• _Texte à lire_:
────────────────────────────────────────
La « troisième mondialisation » a débuté après la Seconde Guerre mondiale avec les négociations internationales en faveur d'une libéralisation des échanges (Kennedy Round). Elle a culminé à la fin du siècle avec la création de l'OMC (Organisation Mondiale du Commerce). On peut se demander si elle n'est pas déjà à bout de souffle quoi qu'en pensent ses contempteurs altermondialistes.
Son usure est en premier lieu visible dans les entraves que mettent les principaux États à la libération des échanges.
Les dirigeants américains, promoteurs officiels du libre-échange, ne se gênent pas eux-mêmes pour y faire obstacle, qu'il s'agisse des importations d'acier, de la collusion entre Boeing et l'US Air Force mise à jour par la justice, du soutien d'une poignée de producteurs de coton américains au détriment de quelques centaines de milliers de producteurs africains...
En second lieu, le dynamisme de l'économie américaine, le marasme de l'Union européenne et le décollage des économies asiatiques traduisent la répartition des échanges autour de trois pôles économiques dominants : 1) Amérique du nord et Amérique du sud, 2) Europe et bassin méditerranéen, 3) Extrême-Orient et Asie du Sud (sous-continent indien et Insulinde).
Chacun de ces trois blocs continentaux est en voie de se concentrer sur lui-même, les échanges se développant plus vite à l'intérieur de chacun d'eux qu'entre les uns et les autres.
La Russie d'Europe reste solidaire du Vieux Continent tandis que l'Extrême-Orient russe est en voie de tomber dans l'escarcelle des compagnies japonaises et chinoises. Curieux retour à la situation d'avant 1914 !
La création sous l'égide des États-Unis d'une Zone de libre-échange des Amériques (ZLEA) est l'un des aspects de la tripolarisation en cours.
Éric Le Boucher, dans un article récent (note), a souligné la croissance spectaculaire du commerce entre l'Inde et la Chine ainsi que des échanges commerciaux à l'intérieur de la zone asiatique. L'Asie est en train de s'intégrer à grande vitesse sans s'embarrasser de considérations politiques et, comme l'Europe et les Amériques, renforce sa propre zone de libre-échange, l'ASEAN (Association of South-East Asia). Le Viêt-nam est représentatif de ces bouleversements. Ses partenaires sont désormais le Japon ou encore la Corée. La colonisation française, bien qu'elle ait duré plus d'un siècle, n'a guère laissé de trace que dans l'urbanisme de la capitale, Hanoi.
────────────────────────────────────────
• _Consigne A_: Présentez les entrées sous forme de CSV à deux colonnes, consigne et réponse, avec une ligne par entrée et chaque champ entre guillemets, les sauts de ligne remplacés par des espaces. Commencez à la ligne des entrées qui contient "[locate] shoreline (one dot each)" et allez jusqu'à la fin des entrées.
• _Consigne B_: Prolongez le texte sur la troisième mondialisation en reprenant après sa dernière phrase.
Le texte et les entrées constituent deux matériaux distincts.
────────────────────────────────────────
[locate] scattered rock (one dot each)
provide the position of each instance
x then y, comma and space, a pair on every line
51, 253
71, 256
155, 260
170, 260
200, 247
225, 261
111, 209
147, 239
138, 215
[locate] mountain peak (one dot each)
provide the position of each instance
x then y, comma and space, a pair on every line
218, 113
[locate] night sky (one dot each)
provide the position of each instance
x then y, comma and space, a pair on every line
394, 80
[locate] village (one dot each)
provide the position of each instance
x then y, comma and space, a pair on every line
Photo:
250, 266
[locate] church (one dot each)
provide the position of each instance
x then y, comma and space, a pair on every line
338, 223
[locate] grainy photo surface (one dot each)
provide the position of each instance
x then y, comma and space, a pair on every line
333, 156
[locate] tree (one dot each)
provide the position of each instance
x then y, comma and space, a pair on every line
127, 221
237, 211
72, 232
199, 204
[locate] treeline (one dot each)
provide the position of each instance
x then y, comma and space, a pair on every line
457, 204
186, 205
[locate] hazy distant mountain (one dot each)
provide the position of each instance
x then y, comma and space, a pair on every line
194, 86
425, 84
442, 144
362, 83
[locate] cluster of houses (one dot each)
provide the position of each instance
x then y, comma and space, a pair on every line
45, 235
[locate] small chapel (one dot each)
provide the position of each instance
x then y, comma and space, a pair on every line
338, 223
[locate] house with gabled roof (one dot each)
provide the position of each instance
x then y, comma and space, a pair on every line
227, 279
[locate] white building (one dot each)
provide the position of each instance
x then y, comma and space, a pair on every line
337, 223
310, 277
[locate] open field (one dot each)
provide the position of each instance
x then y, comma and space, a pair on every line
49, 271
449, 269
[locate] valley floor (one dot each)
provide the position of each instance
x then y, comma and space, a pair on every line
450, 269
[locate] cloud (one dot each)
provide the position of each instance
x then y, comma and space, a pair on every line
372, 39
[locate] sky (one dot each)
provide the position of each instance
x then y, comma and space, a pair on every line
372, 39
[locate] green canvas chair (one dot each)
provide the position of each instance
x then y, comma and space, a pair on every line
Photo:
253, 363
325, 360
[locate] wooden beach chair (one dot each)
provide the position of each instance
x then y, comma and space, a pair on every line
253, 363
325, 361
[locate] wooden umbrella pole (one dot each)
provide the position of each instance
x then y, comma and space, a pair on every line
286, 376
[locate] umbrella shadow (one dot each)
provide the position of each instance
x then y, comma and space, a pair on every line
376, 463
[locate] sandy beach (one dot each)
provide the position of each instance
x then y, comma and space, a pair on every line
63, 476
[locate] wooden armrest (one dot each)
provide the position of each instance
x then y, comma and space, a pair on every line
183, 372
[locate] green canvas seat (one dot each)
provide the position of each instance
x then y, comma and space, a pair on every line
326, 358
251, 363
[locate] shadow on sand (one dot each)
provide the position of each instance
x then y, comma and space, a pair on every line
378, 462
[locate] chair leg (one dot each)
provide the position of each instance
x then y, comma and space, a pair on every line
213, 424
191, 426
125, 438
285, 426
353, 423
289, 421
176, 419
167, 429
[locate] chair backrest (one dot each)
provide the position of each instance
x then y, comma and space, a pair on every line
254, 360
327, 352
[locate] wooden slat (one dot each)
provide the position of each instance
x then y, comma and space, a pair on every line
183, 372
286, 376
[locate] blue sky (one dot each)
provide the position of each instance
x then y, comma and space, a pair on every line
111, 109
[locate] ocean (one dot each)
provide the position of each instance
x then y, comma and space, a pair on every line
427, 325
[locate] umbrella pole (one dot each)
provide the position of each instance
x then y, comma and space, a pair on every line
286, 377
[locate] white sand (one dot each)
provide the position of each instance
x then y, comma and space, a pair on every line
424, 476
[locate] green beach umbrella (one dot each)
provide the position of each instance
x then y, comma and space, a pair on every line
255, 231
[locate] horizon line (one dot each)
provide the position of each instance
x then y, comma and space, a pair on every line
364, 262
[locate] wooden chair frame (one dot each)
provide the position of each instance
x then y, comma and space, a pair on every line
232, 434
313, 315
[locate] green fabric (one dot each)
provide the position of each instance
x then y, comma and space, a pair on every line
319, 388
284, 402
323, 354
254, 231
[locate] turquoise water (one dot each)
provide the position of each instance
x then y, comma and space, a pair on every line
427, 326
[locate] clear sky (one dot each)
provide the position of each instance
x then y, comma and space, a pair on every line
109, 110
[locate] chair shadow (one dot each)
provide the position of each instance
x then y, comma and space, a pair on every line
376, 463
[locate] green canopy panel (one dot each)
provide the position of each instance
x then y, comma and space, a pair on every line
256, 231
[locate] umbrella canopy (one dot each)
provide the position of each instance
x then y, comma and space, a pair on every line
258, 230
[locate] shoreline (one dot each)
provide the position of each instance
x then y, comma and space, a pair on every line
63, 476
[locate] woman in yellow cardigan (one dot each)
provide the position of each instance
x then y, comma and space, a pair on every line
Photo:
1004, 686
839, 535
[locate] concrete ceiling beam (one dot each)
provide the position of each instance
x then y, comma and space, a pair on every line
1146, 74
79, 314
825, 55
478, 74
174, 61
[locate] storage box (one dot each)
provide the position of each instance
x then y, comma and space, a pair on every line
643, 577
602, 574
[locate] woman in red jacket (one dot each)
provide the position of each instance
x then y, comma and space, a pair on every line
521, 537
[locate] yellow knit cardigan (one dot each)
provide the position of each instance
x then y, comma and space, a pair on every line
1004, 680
────────────────────────────────────────
• _Réponse A_:
consigne,réponse
"[locate] shoreline (one dot each) provide the position of each instance x then y, comma and space, a pair on every line","63, 476"
"[locate] woman in yellow cardigan (one dot each) provide the position of each instance x then y, comma and space, a pair on every line Photo:","1004, 686 839, 535"
"[locate] concrete ceiling beam (one dot each) provide the position of each instance x then y, comma and space, a pair on every line","1146, 74 79, 314 825, 55 478, 74 174, 61"
"[locate] storage box (one dot each) provide the position of each instance x then y, comma and space, a pair on every line","643, 577 602, 574"
"[locate] woman in red jacket (one dot each) provide the position of each instance x then y, comma and space, a pair on every line","521, 537"
"[locate] yellow knit cardigan (one dot each) provide the position of each instance x then y, comma and space, a pair on every line","1004, 680"

• _Réponse B_:
La tripolarisation des activités et des échanges économiques (Asie, Amériques, Europe) renoue avec les pesanteurs historiques. Le monde que nous voyons se dessiner ne manque pas de similitudes avec celui qui précédait l'expansion européenne du XIXe siècle.
D'ores et déjà, les gouvernements européens se gardent bien d'intervenir dans les affaires d'Extrême-Orient ou d'Amérique latine, hors de leur sphère d'influence traditionnelle, de même que les gouvernements asiatiques se montrent parfaitement indifférents aux préoccupations du monde méditerranéen.
La Chine s'est remise des humiliations que lui a infligées l'Occident au XIXe siècle. Elle est redevenue l'Empire du milieu, au moins pour ce qui concerne l'Extrême-Orient. Elle étend son influence jusque dans les provinces russes d'Asie (les réalités démographiques - dépeuplement russe et immigration chinoise - rendent inéluctable à moyen terme la fin de la souveraineté de Moscou sur ces provinces).
Le monde arabo-musulman semble toujours impuissant à entrer dans la modernité et il s'en punit par des actions terroristes et des discours acrimonieux. À noter que les trois pays d'Afrique du Nord se rapprochent quant à eux de leur partenaire naturel, l'Europe tant par la démographie que par la culture politique et l'économie. Ils pourraient échapper de la sorte au marasme qui frappe leurs cousins d'Orient.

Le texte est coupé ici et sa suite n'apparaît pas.